EXERCISE BRIEF
Please return, word for word, the line containing "Each instance of the column" and each line after it through the end of the data below, and nothing else.

MATERIAL SHOWN
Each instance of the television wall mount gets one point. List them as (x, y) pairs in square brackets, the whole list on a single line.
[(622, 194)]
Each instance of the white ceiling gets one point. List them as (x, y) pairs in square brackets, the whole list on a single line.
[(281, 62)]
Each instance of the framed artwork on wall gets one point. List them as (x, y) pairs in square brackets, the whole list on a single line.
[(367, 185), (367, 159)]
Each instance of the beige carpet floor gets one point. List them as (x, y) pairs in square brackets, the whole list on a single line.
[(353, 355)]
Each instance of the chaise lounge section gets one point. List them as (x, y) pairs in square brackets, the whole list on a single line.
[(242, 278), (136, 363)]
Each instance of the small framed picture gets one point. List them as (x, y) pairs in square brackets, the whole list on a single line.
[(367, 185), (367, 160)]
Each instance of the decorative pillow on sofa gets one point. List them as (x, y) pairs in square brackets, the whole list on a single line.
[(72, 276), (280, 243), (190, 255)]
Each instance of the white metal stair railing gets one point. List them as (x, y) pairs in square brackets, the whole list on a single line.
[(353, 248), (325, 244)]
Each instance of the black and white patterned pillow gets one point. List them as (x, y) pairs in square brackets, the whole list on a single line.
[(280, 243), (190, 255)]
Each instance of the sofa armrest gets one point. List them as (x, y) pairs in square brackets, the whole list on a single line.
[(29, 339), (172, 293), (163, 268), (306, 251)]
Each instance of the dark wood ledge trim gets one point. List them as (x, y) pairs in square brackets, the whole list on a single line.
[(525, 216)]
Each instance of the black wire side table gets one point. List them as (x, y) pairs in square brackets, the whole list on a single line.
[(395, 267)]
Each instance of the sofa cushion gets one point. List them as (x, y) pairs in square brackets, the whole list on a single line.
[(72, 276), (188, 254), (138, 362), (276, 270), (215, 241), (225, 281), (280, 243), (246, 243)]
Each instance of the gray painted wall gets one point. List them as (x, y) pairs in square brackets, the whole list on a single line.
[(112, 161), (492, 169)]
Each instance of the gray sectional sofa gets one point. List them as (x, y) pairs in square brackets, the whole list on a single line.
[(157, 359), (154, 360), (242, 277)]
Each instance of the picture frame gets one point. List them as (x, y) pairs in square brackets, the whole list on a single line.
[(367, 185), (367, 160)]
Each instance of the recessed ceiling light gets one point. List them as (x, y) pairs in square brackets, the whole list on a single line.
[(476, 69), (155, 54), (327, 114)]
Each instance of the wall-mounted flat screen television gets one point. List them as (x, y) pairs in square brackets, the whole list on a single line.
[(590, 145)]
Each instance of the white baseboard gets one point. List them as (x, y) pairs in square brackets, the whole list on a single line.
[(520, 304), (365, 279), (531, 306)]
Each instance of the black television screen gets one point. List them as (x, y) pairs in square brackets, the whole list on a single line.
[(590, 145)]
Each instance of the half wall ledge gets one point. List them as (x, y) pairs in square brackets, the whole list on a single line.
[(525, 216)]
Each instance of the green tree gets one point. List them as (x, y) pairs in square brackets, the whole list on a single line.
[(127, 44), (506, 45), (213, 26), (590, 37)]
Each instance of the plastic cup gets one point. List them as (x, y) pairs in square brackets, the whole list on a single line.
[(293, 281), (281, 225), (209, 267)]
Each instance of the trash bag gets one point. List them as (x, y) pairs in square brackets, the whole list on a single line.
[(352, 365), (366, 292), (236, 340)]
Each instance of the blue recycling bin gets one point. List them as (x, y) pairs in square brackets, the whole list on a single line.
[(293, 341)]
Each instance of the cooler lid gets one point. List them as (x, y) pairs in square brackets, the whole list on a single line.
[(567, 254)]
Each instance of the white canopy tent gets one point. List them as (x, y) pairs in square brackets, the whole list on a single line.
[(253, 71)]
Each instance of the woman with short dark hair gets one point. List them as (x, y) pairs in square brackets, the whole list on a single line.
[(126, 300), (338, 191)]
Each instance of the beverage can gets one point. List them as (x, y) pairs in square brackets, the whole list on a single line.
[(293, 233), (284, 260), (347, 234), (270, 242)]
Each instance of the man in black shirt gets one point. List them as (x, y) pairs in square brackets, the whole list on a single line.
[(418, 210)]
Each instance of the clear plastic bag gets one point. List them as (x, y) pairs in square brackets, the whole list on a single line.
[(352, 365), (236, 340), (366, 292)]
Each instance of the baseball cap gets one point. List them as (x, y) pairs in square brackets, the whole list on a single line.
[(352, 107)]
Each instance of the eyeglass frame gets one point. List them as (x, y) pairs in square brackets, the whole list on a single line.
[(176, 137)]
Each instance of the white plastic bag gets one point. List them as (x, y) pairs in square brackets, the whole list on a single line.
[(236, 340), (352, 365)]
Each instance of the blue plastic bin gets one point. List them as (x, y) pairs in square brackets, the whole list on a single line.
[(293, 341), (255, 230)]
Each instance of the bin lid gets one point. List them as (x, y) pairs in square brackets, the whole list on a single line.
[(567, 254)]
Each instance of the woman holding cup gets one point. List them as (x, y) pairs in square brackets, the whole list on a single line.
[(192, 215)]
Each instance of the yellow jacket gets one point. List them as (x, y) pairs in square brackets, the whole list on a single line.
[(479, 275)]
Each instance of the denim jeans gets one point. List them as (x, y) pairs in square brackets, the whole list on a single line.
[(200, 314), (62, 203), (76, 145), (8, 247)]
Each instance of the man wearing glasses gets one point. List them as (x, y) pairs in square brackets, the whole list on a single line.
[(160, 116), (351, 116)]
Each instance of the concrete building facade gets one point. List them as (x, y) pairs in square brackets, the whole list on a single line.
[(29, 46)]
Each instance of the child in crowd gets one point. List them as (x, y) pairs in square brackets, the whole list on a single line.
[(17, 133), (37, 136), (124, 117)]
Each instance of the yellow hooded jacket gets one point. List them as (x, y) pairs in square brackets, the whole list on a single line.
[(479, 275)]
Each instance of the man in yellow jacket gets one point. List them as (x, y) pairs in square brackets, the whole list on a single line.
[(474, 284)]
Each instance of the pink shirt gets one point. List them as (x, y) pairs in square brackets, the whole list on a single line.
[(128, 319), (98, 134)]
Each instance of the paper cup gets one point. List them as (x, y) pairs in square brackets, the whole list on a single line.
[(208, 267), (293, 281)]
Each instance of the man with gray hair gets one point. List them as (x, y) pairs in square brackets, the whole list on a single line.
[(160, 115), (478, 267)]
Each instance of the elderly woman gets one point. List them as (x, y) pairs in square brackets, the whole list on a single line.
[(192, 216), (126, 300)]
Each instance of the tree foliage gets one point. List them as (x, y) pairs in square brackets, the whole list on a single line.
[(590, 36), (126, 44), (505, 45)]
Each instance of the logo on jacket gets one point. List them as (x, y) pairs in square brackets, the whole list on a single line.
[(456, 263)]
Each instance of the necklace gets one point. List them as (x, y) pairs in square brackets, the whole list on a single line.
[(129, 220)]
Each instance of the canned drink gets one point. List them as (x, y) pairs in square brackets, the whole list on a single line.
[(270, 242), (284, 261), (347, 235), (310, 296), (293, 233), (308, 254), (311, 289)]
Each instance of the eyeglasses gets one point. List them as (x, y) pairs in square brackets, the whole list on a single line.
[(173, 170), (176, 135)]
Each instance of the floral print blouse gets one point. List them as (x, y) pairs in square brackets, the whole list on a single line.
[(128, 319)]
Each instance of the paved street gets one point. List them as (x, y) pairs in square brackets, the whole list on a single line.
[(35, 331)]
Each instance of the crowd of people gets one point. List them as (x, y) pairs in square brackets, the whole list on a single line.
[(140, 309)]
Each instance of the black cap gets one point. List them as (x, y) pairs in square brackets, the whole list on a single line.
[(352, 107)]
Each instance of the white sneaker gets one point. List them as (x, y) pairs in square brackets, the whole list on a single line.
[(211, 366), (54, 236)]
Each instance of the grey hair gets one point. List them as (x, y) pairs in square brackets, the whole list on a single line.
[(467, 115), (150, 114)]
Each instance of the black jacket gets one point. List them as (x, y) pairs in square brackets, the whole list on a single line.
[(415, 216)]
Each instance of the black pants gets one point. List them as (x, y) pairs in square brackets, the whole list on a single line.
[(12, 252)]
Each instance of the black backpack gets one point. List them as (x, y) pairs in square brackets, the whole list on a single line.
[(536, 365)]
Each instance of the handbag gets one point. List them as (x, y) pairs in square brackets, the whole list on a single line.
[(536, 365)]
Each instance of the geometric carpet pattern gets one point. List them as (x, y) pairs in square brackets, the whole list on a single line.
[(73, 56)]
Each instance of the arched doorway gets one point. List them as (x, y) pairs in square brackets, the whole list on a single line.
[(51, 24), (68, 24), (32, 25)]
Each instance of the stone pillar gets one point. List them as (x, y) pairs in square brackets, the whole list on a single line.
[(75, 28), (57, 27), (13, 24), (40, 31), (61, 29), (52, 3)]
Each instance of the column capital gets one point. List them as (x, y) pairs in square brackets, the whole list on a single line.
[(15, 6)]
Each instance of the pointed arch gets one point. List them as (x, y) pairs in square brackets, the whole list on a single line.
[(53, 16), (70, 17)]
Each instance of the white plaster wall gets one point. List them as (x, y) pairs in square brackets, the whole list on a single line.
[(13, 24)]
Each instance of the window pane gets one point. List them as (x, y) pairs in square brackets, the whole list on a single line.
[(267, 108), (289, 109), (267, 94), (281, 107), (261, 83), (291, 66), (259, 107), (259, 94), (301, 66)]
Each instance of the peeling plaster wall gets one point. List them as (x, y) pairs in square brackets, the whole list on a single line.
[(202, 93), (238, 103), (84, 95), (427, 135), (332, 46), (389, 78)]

WRITTEN ANSWER
Each instance of the column capital gets one point. List them as (x, y) pairs in square brackets, the whole list on a single line.
[(15, 6)]
Each instance of the pointed arch gets one point. List them as (x, y) pairs in square brackets, the whole list on a single line.
[(53, 16), (70, 17)]
Each instance of the white plaster wall gets one point. List them as (x, y) pairs in square brackets, the whole list on a single line.
[(13, 24)]
Each instance of the window pane gets one point. List them as (x, y) pairs in square brackets, the whole list on a single line.
[(267, 108), (289, 109), (267, 94), (281, 107), (261, 83), (291, 66), (259, 107), (259, 94), (301, 66)]
Each instance of the peeling plaster wall gets one point. List them as (x, y) pairs in square brackets, the whole list on a single line.
[(202, 93), (238, 103), (84, 95), (427, 135), (332, 46), (389, 78)]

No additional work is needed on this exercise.